▶ The exercise: Please turn everything from the row containing "of the large" down to the row containing "<point>656,303</point>", both included, into a numbered list with blank lines left out.

▶ Supplied material:
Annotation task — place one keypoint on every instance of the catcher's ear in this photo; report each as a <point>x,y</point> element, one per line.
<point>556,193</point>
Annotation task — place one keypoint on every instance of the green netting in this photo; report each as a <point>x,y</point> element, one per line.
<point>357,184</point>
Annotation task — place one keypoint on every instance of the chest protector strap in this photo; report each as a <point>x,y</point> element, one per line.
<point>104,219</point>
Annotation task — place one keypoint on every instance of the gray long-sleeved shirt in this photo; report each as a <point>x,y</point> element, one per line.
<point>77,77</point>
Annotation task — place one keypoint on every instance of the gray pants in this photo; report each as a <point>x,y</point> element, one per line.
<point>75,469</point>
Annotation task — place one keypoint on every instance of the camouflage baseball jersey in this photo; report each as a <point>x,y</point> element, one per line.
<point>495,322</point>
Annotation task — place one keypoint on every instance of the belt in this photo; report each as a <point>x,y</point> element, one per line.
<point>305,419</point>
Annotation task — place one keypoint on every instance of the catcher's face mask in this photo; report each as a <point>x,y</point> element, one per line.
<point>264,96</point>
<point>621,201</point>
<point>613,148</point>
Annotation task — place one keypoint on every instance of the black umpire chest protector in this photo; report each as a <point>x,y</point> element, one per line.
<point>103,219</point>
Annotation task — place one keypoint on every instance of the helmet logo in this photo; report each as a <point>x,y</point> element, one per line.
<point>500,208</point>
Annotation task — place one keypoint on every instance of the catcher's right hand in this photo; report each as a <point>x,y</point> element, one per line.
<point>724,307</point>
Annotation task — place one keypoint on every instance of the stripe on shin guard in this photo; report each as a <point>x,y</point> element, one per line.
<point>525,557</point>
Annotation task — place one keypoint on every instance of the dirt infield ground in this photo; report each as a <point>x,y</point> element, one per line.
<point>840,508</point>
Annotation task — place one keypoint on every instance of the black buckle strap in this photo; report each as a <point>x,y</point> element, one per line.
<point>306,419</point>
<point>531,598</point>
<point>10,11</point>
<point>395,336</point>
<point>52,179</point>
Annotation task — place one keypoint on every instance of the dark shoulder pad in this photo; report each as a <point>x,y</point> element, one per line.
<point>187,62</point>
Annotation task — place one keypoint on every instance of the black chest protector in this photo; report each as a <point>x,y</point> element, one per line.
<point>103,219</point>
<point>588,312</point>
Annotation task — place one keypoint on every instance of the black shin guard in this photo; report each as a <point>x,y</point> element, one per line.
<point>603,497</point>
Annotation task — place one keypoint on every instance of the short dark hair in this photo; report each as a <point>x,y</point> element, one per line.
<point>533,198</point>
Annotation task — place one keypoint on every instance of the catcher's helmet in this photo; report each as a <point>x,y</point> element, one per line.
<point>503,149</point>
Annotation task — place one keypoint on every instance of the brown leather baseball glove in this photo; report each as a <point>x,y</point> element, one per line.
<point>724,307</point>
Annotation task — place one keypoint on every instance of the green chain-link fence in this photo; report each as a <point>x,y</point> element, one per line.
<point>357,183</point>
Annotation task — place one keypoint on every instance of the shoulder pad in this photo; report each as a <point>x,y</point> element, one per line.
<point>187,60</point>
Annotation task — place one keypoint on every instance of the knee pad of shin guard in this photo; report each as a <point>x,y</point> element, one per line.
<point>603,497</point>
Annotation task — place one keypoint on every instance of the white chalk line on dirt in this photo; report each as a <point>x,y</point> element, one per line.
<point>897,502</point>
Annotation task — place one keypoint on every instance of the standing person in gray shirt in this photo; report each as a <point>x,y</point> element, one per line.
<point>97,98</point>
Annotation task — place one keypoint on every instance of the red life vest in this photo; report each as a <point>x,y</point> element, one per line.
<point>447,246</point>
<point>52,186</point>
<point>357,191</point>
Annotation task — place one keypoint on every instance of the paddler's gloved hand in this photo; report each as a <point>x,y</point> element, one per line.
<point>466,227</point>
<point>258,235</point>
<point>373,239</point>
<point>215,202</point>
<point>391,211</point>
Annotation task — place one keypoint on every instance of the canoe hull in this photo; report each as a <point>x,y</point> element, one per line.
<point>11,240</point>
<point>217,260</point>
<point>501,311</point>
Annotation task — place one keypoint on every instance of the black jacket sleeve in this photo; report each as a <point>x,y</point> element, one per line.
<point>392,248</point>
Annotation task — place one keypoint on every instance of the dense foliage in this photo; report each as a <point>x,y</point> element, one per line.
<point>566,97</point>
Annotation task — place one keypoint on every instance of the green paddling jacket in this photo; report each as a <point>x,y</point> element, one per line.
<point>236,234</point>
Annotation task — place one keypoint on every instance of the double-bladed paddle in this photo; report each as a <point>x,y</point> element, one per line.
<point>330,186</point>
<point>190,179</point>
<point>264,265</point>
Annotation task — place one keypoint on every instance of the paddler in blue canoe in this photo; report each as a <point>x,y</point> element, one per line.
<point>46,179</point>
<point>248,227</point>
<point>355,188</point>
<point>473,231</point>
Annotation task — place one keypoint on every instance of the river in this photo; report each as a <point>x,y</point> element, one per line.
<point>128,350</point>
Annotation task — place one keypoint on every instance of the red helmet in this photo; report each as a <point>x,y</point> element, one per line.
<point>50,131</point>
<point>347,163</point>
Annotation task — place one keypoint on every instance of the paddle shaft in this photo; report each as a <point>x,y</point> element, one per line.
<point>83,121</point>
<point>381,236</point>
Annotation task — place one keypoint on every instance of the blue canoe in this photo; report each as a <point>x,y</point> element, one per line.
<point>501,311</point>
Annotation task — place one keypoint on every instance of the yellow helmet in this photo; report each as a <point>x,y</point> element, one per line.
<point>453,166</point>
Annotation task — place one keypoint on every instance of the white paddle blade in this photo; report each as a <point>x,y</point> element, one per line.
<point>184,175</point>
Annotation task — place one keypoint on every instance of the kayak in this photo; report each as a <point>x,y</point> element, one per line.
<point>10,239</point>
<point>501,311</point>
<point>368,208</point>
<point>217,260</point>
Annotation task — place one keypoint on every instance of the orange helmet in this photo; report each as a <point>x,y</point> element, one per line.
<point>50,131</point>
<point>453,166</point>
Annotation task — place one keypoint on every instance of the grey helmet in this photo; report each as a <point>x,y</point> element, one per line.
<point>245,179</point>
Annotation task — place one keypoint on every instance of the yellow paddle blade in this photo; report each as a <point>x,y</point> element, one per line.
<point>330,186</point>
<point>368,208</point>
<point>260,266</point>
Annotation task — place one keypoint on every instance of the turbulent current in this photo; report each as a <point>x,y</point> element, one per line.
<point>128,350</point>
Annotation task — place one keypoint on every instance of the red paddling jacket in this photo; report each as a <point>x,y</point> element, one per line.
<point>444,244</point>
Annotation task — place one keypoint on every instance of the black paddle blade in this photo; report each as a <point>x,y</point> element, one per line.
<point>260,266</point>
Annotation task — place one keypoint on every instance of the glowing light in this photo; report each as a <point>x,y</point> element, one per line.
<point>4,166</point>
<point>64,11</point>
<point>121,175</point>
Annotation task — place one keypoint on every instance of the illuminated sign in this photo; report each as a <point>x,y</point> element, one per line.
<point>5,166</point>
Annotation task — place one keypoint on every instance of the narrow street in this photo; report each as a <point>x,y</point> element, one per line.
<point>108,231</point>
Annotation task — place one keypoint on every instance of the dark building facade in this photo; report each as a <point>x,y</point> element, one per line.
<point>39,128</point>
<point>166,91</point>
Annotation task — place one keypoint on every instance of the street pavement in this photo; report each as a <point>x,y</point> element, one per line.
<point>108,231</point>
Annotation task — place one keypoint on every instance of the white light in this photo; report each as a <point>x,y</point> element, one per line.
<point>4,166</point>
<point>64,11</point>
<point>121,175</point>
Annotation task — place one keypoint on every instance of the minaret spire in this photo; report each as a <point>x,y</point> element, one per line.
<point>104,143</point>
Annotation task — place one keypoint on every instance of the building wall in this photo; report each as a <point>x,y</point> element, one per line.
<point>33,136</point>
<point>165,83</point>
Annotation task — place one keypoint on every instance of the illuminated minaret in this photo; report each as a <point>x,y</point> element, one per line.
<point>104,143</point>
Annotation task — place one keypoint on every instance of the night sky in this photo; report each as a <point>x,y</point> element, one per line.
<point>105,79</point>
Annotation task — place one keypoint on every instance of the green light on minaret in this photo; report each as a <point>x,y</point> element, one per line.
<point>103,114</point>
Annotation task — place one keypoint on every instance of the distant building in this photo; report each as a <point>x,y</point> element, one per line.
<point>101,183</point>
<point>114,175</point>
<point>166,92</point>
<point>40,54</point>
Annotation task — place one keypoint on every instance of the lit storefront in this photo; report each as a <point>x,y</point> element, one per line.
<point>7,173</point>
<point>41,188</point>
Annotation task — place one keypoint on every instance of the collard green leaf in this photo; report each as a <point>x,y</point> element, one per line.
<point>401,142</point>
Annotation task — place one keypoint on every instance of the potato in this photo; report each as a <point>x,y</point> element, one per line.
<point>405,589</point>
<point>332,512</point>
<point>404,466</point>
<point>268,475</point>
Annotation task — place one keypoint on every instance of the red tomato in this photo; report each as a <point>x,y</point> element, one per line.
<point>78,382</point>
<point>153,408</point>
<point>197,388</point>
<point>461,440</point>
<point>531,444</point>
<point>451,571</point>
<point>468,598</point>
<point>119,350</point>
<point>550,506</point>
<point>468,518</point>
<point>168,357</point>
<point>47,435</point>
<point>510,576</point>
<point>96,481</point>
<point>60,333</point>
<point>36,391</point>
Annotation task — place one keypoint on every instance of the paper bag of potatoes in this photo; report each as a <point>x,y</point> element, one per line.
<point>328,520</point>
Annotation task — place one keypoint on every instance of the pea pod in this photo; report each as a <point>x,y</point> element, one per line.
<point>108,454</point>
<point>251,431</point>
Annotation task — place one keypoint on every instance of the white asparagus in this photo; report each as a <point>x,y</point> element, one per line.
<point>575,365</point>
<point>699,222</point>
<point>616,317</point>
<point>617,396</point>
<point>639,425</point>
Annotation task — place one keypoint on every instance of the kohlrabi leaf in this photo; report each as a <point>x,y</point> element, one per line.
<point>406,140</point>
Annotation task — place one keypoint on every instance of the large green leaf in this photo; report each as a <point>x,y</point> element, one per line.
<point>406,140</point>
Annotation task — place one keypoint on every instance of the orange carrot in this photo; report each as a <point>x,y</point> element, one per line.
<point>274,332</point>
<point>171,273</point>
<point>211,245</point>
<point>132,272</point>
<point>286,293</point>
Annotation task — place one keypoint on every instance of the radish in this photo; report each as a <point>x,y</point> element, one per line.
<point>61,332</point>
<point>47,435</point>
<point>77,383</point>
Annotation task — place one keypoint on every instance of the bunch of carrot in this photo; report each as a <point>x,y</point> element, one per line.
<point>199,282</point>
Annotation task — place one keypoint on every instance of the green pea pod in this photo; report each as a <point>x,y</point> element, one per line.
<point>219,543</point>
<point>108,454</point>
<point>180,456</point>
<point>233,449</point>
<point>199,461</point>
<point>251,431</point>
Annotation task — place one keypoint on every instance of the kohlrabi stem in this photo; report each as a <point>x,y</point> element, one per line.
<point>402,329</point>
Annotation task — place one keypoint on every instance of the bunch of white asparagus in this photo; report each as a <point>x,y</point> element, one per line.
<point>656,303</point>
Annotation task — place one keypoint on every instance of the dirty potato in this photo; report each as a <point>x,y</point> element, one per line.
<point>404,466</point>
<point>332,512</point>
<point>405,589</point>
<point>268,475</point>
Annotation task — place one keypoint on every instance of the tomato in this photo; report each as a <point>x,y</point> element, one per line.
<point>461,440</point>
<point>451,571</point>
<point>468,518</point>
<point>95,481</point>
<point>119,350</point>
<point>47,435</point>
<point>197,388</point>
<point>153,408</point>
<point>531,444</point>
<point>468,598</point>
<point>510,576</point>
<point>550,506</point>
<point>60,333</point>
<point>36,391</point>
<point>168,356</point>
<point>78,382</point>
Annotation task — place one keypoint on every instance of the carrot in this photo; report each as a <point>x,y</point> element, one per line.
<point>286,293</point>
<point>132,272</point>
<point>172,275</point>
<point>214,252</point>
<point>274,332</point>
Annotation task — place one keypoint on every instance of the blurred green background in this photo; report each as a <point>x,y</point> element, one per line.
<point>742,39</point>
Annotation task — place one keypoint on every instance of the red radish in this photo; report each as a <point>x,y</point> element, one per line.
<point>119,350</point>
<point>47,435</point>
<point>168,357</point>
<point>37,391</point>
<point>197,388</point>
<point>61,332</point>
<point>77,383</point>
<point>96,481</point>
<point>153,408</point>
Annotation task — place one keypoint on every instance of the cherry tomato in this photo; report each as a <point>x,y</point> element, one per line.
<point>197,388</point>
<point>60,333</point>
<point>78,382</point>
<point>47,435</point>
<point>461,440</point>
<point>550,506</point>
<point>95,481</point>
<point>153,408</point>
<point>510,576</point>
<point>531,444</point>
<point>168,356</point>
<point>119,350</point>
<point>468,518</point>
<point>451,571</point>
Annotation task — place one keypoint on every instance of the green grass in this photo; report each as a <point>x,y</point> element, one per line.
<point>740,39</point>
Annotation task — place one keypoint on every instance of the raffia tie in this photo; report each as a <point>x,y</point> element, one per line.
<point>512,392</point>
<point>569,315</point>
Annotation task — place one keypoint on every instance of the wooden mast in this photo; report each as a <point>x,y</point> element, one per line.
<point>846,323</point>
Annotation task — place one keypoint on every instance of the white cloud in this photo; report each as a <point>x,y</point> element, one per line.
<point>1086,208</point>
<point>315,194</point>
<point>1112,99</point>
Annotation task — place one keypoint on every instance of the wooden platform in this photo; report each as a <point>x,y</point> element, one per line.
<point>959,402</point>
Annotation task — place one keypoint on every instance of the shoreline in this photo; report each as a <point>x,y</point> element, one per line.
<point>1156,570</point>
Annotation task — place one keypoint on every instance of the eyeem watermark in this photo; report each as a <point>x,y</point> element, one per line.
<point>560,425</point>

▶ Finished task:
1. Annotation task — place one keypoint on every instance of the large green leaf in this photo; report each as a <point>x,y</point> element, one per line.
2. <point>406,140</point>
3. Annotation task — place one keypoint on every instance of the orange carrot in this photo; report each as a <point>x,y</point> element, one per line.
4. <point>274,332</point>
5. <point>171,273</point>
6. <point>211,245</point>
7. <point>132,272</point>
8. <point>286,293</point>
9. Annotation task — place one keypoint on every instance of the radish in this photo; report each as a <point>x,y</point> element, one per line.
10. <point>61,332</point>
11. <point>47,435</point>
12. <point>77,383</point>
13. Annotation task — place one keypoint on every instance of the bunch of carrot in this photo; report each as a <point>x,y</point> element, one per line.
14. <point>199,282</point>
15. Annotation task — place one keypoint on every instance of the green pea pod in this photo; report each as a <point>x,y</point> element, one per line.
16. <point>219,543</point>
17. <point>108,454</point>
18. <point>180,456</point>
19. <point>233,449</point>
20. <point>199,461</point>
21. <point>251,431</point>
22. Annotation task — place one keypoint on every instance of the kohlrabi stem in this photo; report each as a <point>x,y</point> element, one per line.
23. <point>402,329</point>
24. Annotation task — place one keypoint on every instance of the bunch of white asparagus in this photo; report each as a <point>x,y</point> element, one per line.
25. <point>656,303</point>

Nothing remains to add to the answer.